» **Task prompt**:
Put these lines into a numbered list, skipping any blank lines and leaving the pictures out.

>>>>

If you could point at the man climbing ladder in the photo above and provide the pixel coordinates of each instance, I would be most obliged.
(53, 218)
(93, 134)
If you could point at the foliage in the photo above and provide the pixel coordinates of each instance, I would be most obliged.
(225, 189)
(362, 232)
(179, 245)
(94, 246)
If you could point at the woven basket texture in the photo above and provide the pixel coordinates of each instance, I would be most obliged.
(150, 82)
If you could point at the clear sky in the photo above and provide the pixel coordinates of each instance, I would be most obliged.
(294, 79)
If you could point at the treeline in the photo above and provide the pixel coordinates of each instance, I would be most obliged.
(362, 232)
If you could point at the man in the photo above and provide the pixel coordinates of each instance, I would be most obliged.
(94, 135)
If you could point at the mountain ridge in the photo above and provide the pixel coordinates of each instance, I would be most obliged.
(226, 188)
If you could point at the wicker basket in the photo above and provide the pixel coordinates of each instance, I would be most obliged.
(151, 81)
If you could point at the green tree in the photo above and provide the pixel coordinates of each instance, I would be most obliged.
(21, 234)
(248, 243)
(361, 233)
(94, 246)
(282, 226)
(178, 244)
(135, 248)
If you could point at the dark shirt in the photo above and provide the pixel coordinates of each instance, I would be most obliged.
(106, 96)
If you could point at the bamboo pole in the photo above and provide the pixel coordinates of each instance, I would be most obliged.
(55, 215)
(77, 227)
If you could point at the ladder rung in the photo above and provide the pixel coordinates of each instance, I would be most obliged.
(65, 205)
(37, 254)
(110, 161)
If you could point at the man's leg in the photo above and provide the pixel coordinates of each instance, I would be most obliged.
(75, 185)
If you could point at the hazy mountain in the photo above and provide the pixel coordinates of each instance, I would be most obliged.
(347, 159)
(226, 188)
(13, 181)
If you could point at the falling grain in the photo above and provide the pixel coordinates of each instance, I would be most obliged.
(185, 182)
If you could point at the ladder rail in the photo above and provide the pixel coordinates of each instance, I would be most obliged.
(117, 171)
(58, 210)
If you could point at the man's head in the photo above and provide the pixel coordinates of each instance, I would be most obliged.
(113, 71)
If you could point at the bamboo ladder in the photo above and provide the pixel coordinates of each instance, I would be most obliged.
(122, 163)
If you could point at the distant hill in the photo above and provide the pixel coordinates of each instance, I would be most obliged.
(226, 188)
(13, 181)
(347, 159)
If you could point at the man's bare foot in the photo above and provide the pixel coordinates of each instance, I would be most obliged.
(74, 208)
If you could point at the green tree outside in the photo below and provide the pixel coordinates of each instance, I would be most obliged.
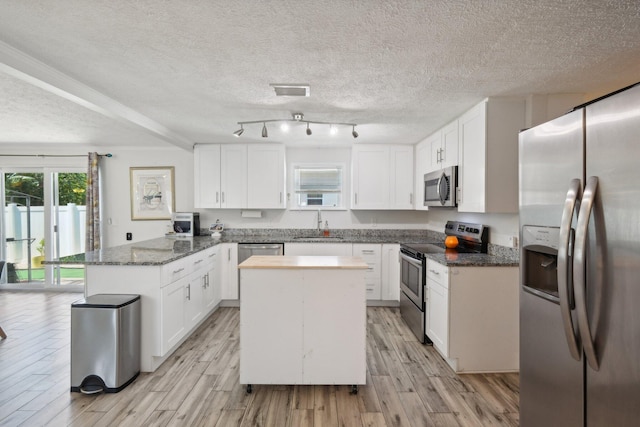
(72, 187)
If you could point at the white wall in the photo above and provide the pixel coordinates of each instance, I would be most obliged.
(116, 194)
(117, 199)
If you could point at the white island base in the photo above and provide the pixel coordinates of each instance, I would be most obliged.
(303, 320)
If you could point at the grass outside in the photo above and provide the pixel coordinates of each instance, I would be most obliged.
(38, 273)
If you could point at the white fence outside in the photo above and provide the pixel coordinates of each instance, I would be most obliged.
(71, 226)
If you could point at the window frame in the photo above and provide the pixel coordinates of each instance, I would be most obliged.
(293, 195)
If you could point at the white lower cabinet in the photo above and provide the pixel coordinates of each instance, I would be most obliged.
(229, 271)
(390, 283)
(172, 314)
(174, 299)
(371, 254)
(309, 249)
(212, 293)
(438, 310)
(472, 316)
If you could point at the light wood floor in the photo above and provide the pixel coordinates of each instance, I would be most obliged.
(408, 384)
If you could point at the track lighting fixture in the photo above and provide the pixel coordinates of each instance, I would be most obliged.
(296, 117)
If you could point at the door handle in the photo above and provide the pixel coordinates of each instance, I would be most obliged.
(579, 279)
(565, 285)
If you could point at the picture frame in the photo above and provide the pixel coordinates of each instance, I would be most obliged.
(152, 192)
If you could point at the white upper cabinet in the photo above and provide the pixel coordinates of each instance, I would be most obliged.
(370, 183)
(206, 176)
(401, 175)
(266, 176)
(449, 150)
(488, 168)
(239, 176)
(382, 177)
(233, 176)
(443, 147)
(422, 166)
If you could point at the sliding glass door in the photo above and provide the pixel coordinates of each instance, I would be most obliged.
(43, 218)
(68, 218)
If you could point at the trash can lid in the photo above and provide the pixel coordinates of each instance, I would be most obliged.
(106, 301)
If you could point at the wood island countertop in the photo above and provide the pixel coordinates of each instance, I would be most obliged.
(304, 262)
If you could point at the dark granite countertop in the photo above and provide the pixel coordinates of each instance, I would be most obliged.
(164, 250)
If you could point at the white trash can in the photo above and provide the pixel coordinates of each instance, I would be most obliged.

<<<<

» **Answer to the problem**:
1. If you could point at the man climbing ladder in the photo above and provide the pixel coordinates of each instance, I would be most obliged.
2. (53, 218)
3. (93, 134)
4. If you could point at the foliage in the photo above and provide the pixel coordinates of each instance, I would be most obliged.
5. (225, 189)
6. (362, 232)
7. (179, 245)
8. (94, 246)
9. If you could point at the woven basket texture in the photo above and provide the pixel coordinates of each instance, I would be most obliged.
10. (150, 82)
11. If you could point at the clear sky in the photo above and provide the pixel coordinates of each instance, I would be most obliged.
12. (294, 79)
13. If you could point at the treeline in the photo above and provide the pixel coordinates of each instance, I would be most obliged.
14. (362, 232)
15. If you could point at the man in the photo above and provide the pixel coordinates of each instance, I would be most obliged.
16. (94, 135)
17. If you could point at the mountain ridge in the photo above and provide the pixel coordinates of each instance, I would be most obliged.
18. (226, 188)
19. If you could point at the wicker basket in the photo above and provide the pixel coordinates of each instance, I would be most obliged.
20. (151, 81)
21. If you could point at the green tree in the photo above and provide the pixel coordinates of each instance, I would be most obliged.
22. (21, 234)
23. (248, 243)
24. (361, 233)
25. (94, 246)
26. (282, 226)
27. (178, 244)
28. (135, 248)
29. If you could point at the dark shirt in the photo above and provide the pixel coordinates of each instance, I would be most obliged.
30. (106, 96)
31. If you could point at the bamboo pole in the photo above and provide the pixel coordinates of each instance, I would be most obliged.
32. (55, 215)
33. (77, 227)
34. If you could point at the ladder rung in the photo above and provide the pixel coordinates of each instance, I would be most obliged.
35. (65, 205)
36. (37, 254)
37. (110, 161)
38. If you could point at the man's leg in the photo above and provide the pixel coordinates of each instance, I would be most obliged.
39. (75, 185)
40. If you could point at the hazy mountain in the photo above and provide the pixel coordinates of each instance, I would be most obliged.
41. (347, 159)
42. (226, 188)
43. (13, 181)
44. If you could point at the falling grain in the photo above and provide the pixel coordinates of each instance, I would be most obliged.
45. (185, 182)
46. If you could point at the ladder rail in the photo above and provide the pixel coordinates of each instance, I would be most obliged.
47. (117, 171)
48. (58, 210)
49. If you could point at the man's head in the photo above and provide the pixel coordinates of each instance, I would be most obliged.
50. (113, 71)
51. If you could point at the bamboo ladder in the photo above and provide the pixel coordinates of each instance, I would be most obliged.
52. (122, 163)
53. If you could point at the distant hill in the photo above and provide the pixel coordinates of each instance, I would be most obliged.
54. (226, 188)
55. (13, 181)
56. (347, 159)
57. If you could point at the man's bare foot in the photo above and provide the pixel coordinates of each instance, I would be most obliged.
58. (74, 208)
59. If you could point at the green tree outside in the photo below and provide the pixel coordinates of each instance, I would be most obliged.
60. (72, 187)
61. If you could point at the white wall in the photo above and provide the pixel coordinates of each instance, I would be most obliged.
62. (116, 194)
63. (117, 199)
64. If you could point at the white island base in the photo above and provide the pixel coordinates of each instance, I would be most obliged.
65. (303, 320)
66. If you could point at the grass outside in the photo above and provide the pixel coordinates of each instance, I would be most obliged.
67. (38, 273)
68. If you could point at the white fence outside in the photo above and provide the pixel coordinates of each instance, I would be most obliged.
69. (71, 226)
70. If you could point at the window frame in the photo above and provide the pixel coordinates of each instance, I would be most obliged.
71. (293, 195)
72. If you could point at the white lower cabinet in the photo above and provide the pixel coordinates of each instance, I would be most obliged.
73. (229, 271)
74. (390, 283)
75. (172, 314)
76. (174, 299)
77. (371, 254)
78. (309, 249)
79. (212, 293)
80. (438, 310)
81. (472, 316)
82. If you could point at the light wood floor in the photo above and provide the pixel coordinates of each instance, I would be most obliged.
83. (408, 384)
84. If you could point at the track lighting fixture in the photo above and provide the pixel coordinates of each instance, I would be most obliged.
85. (296, 117)
86. If you could point at the door handle in the photo above and provide the pixel coordinates of each instance, I would be most obliged.
87. (579, 279)
88. (565, 285)
89. If you could point at the picture frame in the photo above and provide the pixel coordinates of each instance, I would be most obliged.
90. (152, 192)
91. If you could point at the white upper cabinet in the photo above and provide the pixel coordinates of each instance, I would be most obliged.
92. (370, 183)
93. (206, 176)
94. (401, 175)
95. (266, 176)
96. (449, 150)
97. (488, 168)
98. (239, 176)
99. (382, 177)
100. (233, 176)
101. (443, 147)
102. (422, 166)
103. If you could point at the sliding glass door in the photo above and provide the pixel coordinates of each instance, I would be most obliged.
104. (43, 218)
105. (68, 218)
106. If you could point at the trash can lid in the photo above and provide the pixel coordinates of each instance, I would be most obliged.
107. (106, 301)
108. If you could point at the wood island countertop in the photo above and provide the pixel coordinates of each instance, I would be most obliged.
109. (304, 262)
110. If you could point at the dark granite countertop in the photo above and provide the pixel coordinates of each instance, I would be most obliged.
111. (164, 250)
112. If you could point at the white trash can in the photo above and provide the pixel coordinates of each instance, I would be most obliged.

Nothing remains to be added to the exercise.